Required task
Please set down the passage on database reliability word for word, beginning at the words "From my own" and stopping after "into these systems.".

** start of Document extract **

From my own area of database systems, you can talk a lot about the beauty of the data models and their power and abilities to get the work done and to make it easy for you to write your applications and store vast amounts of data and all that; but bottom line, the success of these systems is due to their reliability. Until the reliability of the system to maintain the data, not lose it, was good enough to gain the confidence of users, nobody was going to put critical data into these systems.
The approach used in these systems is basically to maintain two copies of the books. One we call the recovery log, which is the true copy of the books. That’s everything that happened in the order it happened. Then there’s a representation of the database optimized for access and update of the “current.”
The ability of database systems to preserve the latest committed state of the data despite the failure of the processor, the storage, and the communications, coupled with the important transaction, atomicity, and durability principles, made these systems reliable enough that people trusted them to keep critical information, without which they would be pretty much lost and confused.SB One thing we could explore here is what techniques we have in our toolkit for error detection.

** end of Document extract **
** start of Record extracts **

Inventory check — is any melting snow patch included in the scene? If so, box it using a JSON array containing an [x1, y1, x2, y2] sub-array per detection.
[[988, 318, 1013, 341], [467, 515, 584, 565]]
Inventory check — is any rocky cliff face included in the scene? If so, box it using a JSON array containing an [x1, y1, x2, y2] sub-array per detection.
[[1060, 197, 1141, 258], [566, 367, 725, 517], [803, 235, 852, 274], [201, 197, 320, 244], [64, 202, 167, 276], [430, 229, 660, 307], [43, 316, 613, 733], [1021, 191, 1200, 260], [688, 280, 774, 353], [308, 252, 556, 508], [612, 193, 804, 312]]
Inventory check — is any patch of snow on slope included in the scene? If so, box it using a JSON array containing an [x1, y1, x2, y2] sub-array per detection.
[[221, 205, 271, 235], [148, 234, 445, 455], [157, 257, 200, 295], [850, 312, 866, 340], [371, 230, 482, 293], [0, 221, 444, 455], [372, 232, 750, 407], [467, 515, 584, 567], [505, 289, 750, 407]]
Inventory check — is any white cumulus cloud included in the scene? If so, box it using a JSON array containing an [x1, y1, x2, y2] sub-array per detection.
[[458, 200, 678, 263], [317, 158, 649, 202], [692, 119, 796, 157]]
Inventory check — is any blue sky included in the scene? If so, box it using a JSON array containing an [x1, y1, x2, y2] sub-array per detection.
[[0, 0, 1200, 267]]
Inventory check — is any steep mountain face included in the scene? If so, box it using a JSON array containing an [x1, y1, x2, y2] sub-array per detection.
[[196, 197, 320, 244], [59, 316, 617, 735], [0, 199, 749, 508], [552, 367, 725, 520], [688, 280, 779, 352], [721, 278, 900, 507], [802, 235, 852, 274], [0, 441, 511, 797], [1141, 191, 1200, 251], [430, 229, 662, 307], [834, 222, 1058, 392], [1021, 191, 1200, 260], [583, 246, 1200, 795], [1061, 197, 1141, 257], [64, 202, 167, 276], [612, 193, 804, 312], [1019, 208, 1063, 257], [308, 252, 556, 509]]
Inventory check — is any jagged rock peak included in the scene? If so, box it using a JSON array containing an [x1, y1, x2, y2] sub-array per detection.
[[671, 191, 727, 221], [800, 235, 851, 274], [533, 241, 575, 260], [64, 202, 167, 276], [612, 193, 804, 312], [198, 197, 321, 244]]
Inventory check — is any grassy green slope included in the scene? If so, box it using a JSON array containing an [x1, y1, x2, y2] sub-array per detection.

** end of Record extracts **

Full solution
From my own area of database systems, you can talk a lot about the beauty of the data models and their power and abilities to get the work done and to make it easy for you to write your applications and store vast amounts of data and all that; but bottom line, the success of these systems is due to their reliability. Until the reliability of the system to maintain the data, not lose it, was good enough to gain the confidence of users, nobody was going to put critical data into these systems.